- SUPPLIED TEXT -
%%
For him, fitness is just as much about inner work as it is about physicality. He stresses that people can’t make progress if they make their bodies into enemies. “They feel like they hate their body,” he says. “Your body is an ally.”
His key to sticking with a fitness regimen is straightforward. “You have to have a strong ‘why,’ ” he says. “Make it a lifestyle change, not a punishment.” —MJ
Photo by Jay Paul
Personal Best
George Hastings, Runner
Growing up, George Hastings, 81, says he wasn’t much of an athlete. “I was always the last guy chosen [for a team],” he says.
Though he’s always stayed active — skiing, cycling, rollerblading and occasionally running recreationally — it wasn’t until he was diagnosed with prostate cancer in 2001 that he began taking exercise more seriously. He ran his first Monument Avenue 10K in 2002 and has run the race almost every year since.
In 2009, at age 71, he ran the Richmond Marathon, training with the Sports Backers Marathon Training Team. Although he did a few half-marathons after that race, he swore off full marathons until last June, when he signed up for marathon training again. “I got as far as running 12 miles, but the summer heat got to my old body,” he says.
Instead, he ran the half-marathon in November, finishing the race in 2:45:56, achieving the fastest time of the four half-marathons he has run to date.
“You don’t know what you can do until you actually can’t do it,” he says. “That summarizes my attitude toward running and physical activity.”
While physical activity can’t totally fend off the aging process, Hastings says it does slow it down.
%%
- REQUIRED WORK -
1. Please copy the fitness text word for word, starting with "Instead, he ran" and going on through "run to date.".
2. Summarize the fitness text's account of George Hastings in two sentences.
3. For each statement, say whether the fitness text supports it, and quote the words that decide it: (a) Hastings ran the Richmond Marathon at age 71. (b) Hastings says physical activity can completely stop the aging process. (c) Hastings ran the full marathon in November.

- GIVEN DATA -
%%
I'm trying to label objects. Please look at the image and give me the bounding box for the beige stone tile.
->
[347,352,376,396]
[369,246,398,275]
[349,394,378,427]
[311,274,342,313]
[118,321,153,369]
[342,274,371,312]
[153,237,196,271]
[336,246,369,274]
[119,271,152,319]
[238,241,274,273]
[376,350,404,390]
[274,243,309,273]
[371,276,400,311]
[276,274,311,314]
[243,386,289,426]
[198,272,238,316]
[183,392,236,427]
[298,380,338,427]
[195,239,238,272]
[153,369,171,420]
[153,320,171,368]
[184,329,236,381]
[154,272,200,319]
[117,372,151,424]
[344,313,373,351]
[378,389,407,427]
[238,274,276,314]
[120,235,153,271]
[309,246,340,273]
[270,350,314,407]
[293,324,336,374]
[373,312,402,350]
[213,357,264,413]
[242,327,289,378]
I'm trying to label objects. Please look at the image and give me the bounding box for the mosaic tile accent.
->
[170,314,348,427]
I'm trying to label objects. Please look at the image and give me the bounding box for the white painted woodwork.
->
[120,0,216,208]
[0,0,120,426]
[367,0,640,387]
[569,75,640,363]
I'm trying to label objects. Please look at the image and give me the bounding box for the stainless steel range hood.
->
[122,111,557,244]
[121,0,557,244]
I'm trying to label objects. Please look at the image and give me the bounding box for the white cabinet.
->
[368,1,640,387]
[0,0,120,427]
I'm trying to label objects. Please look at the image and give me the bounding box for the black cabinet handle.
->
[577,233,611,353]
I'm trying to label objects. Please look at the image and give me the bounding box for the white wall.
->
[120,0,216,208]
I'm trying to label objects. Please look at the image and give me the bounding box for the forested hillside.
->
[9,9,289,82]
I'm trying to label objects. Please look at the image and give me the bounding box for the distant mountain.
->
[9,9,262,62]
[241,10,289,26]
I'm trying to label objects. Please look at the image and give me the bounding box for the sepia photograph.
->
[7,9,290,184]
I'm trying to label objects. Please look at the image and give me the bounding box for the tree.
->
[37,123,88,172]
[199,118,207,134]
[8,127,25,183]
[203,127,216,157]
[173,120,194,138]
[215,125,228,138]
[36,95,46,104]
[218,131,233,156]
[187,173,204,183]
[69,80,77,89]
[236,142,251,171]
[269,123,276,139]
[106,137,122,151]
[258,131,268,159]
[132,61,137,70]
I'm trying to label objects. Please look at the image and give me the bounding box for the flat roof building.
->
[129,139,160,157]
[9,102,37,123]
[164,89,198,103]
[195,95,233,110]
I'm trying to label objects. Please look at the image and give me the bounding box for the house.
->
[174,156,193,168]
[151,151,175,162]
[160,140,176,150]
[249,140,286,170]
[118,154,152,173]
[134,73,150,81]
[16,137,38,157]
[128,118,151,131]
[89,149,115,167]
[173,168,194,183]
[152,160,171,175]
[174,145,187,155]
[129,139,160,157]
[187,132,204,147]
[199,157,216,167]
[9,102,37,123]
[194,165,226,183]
%%
%%
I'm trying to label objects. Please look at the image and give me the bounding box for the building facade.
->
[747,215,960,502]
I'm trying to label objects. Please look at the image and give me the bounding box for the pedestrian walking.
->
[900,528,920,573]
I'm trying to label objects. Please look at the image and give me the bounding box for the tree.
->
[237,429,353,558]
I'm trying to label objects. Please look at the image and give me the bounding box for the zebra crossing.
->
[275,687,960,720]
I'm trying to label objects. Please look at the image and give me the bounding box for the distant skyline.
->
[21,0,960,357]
%%
- RESPONSES BY TASK -
1.
Instead, he ran the half-marathon in November, finishing the race in 2:45:56, achieving the fastest time of the four half-marathons he has run to date.

2. George Hastings, 81, says he wasn't much of an athlete growing up, but after a prostate cancer diagnosis in 2001 he began taking exercise more seriously, running his first Monument Avenue 10K in 2002 and the Richmond Marathon in 2009 at age 71. When summer heat cut short his marathon training last June, he ran the half-marathon in November instead and finished in 2:45:56, the fastest of the four half-marathons he has run to date.

3.
(a) Yes: "In 2009, at age 71, he ran the Richmond Marathon"
(b) No: "While physical activity can’t totally fend off the aging process, Hastings says it does slow it down."
(c) No: "Instead, he ran the half-marathon in November"